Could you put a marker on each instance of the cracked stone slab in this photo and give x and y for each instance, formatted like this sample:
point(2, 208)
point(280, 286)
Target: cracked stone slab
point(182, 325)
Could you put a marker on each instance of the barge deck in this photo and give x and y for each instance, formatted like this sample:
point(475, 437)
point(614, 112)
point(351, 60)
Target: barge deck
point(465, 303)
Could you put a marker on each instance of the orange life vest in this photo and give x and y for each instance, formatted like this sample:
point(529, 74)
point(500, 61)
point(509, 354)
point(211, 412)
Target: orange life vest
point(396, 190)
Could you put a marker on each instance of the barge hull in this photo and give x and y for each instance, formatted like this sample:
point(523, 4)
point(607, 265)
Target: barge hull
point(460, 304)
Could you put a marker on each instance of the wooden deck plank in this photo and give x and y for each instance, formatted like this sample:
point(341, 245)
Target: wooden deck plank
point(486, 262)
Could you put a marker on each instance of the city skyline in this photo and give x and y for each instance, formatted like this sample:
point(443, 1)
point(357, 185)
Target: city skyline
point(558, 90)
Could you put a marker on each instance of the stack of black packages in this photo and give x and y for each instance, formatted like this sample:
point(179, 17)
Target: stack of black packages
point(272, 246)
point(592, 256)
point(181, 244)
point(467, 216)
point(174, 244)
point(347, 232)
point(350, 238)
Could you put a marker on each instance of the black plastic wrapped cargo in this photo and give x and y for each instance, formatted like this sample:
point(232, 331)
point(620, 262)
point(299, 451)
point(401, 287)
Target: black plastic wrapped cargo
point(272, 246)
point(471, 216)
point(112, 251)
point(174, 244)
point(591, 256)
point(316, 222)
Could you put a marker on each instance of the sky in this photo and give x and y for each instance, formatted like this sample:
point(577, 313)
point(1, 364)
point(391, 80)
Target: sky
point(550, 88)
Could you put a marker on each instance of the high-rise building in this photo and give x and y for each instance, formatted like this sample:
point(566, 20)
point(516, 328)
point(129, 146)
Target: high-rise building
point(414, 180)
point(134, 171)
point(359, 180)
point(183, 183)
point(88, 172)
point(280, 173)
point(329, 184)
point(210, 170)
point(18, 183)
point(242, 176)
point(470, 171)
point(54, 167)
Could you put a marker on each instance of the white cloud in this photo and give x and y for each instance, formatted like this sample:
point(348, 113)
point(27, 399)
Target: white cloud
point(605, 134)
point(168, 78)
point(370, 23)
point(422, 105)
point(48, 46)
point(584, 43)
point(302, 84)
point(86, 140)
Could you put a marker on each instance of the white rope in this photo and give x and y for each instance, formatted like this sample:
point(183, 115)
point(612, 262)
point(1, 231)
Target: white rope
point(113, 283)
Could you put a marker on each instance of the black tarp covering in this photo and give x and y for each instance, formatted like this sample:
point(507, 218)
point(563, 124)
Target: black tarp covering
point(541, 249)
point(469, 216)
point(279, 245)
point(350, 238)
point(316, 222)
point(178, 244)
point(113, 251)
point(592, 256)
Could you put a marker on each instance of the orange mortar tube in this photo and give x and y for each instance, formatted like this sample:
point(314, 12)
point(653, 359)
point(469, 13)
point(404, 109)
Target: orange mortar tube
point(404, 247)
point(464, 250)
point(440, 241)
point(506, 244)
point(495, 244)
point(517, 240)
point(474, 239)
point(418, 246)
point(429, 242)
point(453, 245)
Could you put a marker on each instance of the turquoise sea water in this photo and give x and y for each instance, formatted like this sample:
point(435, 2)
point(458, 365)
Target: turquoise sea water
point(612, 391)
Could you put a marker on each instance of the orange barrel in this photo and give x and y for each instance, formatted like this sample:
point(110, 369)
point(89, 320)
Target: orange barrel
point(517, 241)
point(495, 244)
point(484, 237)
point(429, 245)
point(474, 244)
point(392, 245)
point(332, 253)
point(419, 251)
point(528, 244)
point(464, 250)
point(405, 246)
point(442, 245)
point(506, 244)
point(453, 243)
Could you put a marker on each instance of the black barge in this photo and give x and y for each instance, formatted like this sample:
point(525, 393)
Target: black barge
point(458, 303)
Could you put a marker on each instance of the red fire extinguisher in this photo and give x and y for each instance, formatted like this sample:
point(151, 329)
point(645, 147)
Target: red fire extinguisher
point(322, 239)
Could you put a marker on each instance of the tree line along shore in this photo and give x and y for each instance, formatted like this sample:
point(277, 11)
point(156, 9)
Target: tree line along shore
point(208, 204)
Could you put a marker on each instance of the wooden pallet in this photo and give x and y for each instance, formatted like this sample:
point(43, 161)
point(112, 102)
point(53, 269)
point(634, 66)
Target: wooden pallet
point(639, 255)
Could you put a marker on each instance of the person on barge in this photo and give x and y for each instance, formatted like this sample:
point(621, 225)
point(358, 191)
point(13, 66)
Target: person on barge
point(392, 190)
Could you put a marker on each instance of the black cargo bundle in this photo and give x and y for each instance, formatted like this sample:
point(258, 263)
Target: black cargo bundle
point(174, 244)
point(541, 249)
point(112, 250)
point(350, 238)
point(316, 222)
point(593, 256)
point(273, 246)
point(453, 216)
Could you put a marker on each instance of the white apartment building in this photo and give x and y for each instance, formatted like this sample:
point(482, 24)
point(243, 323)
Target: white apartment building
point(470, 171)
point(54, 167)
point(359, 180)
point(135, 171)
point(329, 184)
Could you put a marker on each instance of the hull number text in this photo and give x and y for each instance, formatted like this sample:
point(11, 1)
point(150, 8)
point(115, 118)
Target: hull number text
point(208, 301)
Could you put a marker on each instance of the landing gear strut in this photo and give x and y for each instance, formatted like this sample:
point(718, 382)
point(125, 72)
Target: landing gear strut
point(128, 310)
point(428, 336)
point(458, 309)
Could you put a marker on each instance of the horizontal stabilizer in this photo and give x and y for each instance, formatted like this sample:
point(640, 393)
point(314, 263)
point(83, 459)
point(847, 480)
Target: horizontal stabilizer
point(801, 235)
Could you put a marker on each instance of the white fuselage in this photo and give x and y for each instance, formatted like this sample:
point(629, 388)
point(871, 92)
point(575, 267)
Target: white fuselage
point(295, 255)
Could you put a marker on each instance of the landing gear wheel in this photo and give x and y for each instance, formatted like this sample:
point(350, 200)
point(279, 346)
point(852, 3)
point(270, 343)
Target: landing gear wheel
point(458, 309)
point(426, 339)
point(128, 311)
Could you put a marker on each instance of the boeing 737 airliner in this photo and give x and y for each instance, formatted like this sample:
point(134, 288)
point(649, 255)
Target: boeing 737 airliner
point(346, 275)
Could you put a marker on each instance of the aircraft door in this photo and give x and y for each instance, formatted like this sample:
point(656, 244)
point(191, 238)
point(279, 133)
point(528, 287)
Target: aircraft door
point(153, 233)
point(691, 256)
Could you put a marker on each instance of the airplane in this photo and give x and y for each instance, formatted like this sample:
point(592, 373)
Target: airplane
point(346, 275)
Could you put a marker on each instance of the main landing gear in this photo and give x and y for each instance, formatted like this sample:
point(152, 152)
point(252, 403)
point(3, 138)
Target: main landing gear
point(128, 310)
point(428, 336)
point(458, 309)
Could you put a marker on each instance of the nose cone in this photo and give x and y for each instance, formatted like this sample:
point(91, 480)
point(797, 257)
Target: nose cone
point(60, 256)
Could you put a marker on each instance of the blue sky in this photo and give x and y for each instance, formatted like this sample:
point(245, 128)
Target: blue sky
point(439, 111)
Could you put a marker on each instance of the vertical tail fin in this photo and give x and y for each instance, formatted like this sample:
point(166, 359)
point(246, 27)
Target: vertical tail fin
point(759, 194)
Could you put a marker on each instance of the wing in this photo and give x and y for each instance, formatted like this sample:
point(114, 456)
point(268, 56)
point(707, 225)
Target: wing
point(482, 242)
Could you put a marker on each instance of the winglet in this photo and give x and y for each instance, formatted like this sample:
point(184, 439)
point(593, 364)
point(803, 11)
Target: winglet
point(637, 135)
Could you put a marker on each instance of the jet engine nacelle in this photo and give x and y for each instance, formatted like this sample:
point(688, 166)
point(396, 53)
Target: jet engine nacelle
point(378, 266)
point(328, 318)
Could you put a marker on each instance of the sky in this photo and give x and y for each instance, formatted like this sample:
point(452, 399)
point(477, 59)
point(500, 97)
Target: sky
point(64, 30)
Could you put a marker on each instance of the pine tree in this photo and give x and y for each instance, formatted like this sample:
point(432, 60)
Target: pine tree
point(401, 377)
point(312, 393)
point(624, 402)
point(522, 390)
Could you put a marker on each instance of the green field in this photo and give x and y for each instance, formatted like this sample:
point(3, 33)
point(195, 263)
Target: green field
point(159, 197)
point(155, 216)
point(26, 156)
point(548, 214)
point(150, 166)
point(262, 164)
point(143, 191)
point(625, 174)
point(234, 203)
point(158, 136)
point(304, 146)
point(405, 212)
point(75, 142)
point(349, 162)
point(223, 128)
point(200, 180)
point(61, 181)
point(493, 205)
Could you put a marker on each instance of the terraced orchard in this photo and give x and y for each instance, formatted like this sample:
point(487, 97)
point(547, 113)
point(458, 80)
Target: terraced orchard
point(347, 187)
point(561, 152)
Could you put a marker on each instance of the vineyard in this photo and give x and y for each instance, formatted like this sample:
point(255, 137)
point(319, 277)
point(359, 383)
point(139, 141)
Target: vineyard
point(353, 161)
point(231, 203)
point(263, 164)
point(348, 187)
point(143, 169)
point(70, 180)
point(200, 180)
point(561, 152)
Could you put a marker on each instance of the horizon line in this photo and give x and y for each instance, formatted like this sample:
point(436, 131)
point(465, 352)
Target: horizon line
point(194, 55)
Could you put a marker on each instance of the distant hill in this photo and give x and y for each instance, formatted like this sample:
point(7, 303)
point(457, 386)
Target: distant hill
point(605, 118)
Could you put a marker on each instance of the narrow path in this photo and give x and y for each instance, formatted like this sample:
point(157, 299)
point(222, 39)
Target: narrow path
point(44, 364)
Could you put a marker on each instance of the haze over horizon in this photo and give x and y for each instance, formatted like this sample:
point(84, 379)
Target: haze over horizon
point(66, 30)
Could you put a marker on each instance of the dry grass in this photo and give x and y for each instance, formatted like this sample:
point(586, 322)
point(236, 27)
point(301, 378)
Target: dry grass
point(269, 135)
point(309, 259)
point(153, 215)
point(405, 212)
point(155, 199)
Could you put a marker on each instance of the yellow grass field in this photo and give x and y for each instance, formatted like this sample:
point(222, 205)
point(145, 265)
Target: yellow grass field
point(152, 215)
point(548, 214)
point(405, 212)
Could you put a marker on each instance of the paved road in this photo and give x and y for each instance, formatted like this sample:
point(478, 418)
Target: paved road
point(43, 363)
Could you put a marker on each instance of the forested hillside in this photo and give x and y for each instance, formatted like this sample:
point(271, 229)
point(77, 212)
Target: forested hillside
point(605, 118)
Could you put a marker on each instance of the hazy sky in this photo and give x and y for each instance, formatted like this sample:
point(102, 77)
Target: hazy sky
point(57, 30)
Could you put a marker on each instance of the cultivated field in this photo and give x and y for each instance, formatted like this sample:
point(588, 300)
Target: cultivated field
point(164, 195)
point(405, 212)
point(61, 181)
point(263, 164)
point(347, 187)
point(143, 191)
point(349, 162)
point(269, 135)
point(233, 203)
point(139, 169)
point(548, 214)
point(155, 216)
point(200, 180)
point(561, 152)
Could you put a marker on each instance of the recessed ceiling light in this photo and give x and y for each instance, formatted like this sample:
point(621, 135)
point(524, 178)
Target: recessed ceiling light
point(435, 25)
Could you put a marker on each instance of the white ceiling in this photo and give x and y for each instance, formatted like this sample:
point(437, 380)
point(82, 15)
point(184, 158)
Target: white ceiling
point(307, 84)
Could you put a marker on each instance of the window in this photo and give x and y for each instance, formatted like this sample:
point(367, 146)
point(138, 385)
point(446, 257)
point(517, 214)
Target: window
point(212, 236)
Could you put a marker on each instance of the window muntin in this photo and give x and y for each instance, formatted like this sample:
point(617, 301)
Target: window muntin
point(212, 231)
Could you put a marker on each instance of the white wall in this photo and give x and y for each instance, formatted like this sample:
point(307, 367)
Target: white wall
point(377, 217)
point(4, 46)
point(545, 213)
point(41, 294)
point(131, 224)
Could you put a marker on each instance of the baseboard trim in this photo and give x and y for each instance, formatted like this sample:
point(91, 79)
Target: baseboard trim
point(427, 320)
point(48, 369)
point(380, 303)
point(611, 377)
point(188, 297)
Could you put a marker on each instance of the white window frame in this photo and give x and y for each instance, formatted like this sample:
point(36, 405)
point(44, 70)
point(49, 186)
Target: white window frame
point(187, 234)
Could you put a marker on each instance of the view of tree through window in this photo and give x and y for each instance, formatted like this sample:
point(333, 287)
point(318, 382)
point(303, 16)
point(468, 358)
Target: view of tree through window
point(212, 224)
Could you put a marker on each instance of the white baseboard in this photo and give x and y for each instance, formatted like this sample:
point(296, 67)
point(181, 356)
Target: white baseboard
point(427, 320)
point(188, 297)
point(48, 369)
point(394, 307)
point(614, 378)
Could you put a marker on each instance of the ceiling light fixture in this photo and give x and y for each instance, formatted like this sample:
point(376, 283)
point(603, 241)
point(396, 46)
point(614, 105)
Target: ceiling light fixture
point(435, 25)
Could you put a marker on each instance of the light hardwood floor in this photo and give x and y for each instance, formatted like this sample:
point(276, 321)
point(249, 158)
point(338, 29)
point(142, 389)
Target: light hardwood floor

• **To do**
Reproduce the data from its start through the line containing "point(465, 303)", adding 55 to each x and y coordinate in the answer points while leaving the sample points unchanged.

• **Result below**
Could you put a marker on each instance of the cracked stone slab in this photo and give x and y for each instance, formatted like this sample:
point(2, 208)
point(280, 286)
Target: cracked stone slab
point(237, 380)
Could you put a marker on each instance of the barge deck in this photo and give x and y for each instance, formatted like this sample:
point(475, 437)
point(614, 112)
point(351, 60)
Target: barge deck
point(520, 358)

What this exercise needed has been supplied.